### Contour labeling entries
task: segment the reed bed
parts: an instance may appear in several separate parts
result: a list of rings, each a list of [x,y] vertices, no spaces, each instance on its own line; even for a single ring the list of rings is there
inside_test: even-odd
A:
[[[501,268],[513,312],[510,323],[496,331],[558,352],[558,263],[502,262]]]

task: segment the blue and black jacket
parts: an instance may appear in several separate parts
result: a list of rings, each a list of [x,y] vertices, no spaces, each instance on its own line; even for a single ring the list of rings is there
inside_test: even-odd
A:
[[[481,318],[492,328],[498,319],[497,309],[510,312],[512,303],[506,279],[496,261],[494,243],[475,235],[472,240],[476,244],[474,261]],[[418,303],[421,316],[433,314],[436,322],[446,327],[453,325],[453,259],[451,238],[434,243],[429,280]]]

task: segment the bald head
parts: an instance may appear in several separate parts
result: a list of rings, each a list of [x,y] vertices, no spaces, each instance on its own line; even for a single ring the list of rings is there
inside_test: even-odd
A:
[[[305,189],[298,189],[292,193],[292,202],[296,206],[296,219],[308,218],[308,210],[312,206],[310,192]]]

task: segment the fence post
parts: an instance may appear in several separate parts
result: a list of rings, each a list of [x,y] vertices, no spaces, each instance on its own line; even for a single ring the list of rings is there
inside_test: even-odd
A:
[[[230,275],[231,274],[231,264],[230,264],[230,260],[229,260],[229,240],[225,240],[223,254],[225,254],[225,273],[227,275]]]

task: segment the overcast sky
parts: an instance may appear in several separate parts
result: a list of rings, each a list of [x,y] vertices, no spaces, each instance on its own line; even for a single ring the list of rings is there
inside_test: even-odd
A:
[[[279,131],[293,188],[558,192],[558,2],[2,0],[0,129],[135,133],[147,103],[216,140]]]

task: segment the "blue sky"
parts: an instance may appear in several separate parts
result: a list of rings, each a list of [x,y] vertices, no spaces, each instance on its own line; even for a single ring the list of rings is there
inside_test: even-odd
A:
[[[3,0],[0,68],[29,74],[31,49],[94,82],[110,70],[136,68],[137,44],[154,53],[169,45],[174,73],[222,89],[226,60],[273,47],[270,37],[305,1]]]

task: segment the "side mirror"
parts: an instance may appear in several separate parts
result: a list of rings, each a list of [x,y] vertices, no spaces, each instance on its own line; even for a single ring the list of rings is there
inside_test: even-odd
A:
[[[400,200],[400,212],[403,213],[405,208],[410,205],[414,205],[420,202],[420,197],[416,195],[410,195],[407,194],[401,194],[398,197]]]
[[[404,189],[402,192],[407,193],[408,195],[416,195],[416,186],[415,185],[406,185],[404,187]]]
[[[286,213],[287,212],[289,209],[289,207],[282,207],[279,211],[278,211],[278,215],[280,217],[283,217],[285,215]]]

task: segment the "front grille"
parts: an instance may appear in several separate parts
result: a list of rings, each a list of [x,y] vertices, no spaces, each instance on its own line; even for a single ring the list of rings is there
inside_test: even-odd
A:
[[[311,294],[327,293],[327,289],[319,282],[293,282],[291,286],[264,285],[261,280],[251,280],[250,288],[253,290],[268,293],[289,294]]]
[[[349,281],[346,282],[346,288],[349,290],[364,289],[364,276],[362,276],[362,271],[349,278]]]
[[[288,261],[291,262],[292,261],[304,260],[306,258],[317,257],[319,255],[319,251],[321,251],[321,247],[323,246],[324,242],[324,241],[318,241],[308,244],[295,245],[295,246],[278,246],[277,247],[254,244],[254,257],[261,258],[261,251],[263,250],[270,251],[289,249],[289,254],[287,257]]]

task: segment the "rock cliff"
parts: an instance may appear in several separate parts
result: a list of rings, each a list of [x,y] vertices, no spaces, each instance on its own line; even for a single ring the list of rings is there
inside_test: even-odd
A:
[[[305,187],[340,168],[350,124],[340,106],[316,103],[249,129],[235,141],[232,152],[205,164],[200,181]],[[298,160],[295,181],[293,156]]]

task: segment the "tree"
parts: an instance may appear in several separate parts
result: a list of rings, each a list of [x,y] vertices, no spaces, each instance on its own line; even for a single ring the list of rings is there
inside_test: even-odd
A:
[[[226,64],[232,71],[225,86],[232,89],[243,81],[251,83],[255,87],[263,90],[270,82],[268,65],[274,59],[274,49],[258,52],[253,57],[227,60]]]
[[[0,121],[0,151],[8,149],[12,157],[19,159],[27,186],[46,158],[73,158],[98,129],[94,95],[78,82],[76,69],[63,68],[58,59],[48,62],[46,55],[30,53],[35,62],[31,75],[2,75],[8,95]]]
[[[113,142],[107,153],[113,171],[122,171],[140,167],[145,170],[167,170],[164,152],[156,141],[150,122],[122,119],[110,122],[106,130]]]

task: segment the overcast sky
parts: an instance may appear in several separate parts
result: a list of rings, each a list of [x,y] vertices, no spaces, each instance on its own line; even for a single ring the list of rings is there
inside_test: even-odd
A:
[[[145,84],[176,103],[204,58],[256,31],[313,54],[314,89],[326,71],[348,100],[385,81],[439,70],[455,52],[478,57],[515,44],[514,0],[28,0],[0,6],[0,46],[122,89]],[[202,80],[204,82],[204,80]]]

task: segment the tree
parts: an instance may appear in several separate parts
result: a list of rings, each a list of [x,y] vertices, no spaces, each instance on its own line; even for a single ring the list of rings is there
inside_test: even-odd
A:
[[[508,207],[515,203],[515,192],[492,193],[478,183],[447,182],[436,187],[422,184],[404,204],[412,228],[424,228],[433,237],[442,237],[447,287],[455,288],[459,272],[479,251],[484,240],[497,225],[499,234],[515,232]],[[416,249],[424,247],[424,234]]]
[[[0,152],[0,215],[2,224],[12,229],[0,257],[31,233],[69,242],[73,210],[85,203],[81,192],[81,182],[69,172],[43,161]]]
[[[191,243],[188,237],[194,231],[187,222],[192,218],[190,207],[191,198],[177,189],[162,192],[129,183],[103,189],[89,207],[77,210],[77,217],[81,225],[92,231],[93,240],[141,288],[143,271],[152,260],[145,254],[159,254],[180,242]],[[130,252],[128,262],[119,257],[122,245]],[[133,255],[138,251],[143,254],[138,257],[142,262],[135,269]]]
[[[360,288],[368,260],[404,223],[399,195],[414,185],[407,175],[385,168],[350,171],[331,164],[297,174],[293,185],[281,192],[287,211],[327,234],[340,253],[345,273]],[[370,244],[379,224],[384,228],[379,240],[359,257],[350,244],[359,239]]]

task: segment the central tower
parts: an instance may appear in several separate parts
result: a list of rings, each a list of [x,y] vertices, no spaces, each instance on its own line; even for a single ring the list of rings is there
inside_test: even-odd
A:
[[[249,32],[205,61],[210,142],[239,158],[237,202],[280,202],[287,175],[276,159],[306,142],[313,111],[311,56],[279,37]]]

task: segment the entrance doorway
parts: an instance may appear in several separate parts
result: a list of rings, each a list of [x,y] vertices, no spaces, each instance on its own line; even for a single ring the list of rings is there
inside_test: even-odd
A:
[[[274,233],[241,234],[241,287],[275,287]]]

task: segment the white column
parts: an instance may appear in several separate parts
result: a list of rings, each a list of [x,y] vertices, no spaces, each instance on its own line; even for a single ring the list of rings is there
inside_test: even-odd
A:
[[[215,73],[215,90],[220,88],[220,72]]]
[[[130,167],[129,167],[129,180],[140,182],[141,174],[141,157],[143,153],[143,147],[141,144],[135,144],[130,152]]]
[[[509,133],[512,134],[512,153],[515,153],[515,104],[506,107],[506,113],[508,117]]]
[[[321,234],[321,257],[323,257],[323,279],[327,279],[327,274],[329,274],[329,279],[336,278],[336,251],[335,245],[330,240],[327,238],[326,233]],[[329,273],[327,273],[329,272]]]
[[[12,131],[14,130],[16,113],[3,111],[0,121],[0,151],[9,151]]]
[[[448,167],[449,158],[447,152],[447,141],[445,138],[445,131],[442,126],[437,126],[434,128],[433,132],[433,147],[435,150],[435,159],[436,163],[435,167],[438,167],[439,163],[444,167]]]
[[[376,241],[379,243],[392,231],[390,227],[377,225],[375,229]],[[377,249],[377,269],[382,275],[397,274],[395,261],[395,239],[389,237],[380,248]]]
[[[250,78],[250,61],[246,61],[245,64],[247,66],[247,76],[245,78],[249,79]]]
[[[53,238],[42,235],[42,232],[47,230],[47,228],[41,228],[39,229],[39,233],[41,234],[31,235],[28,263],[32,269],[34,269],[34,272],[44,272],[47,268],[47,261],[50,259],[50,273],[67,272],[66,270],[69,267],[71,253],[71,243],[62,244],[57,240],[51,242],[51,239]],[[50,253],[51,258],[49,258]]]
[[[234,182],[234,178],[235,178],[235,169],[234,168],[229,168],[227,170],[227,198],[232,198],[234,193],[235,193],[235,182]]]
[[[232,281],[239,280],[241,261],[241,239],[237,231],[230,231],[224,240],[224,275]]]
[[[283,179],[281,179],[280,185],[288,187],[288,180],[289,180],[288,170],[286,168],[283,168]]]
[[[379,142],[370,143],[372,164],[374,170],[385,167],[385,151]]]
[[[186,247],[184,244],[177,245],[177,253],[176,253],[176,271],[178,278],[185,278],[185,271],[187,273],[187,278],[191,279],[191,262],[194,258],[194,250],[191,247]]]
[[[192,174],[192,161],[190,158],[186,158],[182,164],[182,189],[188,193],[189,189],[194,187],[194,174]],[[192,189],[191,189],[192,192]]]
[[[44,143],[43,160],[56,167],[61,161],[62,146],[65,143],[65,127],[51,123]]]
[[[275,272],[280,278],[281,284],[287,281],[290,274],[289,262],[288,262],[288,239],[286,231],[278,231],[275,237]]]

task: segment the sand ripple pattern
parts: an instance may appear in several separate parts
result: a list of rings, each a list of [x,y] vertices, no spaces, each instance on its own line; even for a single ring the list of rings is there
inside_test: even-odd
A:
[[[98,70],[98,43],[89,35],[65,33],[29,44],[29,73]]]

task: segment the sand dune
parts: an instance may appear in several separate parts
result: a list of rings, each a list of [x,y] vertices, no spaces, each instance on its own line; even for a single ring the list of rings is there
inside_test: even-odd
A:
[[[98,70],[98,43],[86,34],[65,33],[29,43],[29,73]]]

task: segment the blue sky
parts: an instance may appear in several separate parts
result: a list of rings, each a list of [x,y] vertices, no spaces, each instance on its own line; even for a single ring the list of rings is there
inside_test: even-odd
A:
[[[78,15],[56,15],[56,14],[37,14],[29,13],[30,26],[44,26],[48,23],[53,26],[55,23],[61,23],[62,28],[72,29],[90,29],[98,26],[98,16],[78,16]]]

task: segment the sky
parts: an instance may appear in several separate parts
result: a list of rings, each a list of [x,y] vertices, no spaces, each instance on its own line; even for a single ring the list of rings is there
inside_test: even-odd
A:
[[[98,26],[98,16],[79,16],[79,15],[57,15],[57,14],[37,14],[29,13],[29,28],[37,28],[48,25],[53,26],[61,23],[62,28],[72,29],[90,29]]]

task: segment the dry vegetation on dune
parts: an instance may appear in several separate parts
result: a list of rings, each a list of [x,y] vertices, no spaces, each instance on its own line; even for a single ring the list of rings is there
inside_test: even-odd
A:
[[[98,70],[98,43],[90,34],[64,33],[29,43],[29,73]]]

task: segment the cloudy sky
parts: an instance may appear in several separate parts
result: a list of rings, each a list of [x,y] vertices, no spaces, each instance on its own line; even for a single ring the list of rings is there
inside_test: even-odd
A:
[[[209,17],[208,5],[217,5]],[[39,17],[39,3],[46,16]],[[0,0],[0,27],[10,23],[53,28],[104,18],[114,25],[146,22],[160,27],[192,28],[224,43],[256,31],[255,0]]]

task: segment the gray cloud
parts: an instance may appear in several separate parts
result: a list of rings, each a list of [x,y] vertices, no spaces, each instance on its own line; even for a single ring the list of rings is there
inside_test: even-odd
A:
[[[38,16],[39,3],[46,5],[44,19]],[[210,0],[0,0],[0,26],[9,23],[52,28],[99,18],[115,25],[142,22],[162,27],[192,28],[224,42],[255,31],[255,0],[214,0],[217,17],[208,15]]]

### Task statement
Convert everything from the line containing "task: segment the sand dune" down to the line containing "[[[98,70],[98,43],[86,34],[65,33],[29,43],[29,73]]]" into a numbered list, omitting blank lines.

### Result
1. task: segment the sand dune
2. parts: an instance may appear in several separate parts
3. result: a list of rings, each a list of [x,y] vertices, no spaces, each instance on its own line; even for a single ring the list of rings is there
4. inside_test: even-odd
5. A:
6. [[[98,70],[98,43],[86,34],[65,33],[29,43],[29,73]]]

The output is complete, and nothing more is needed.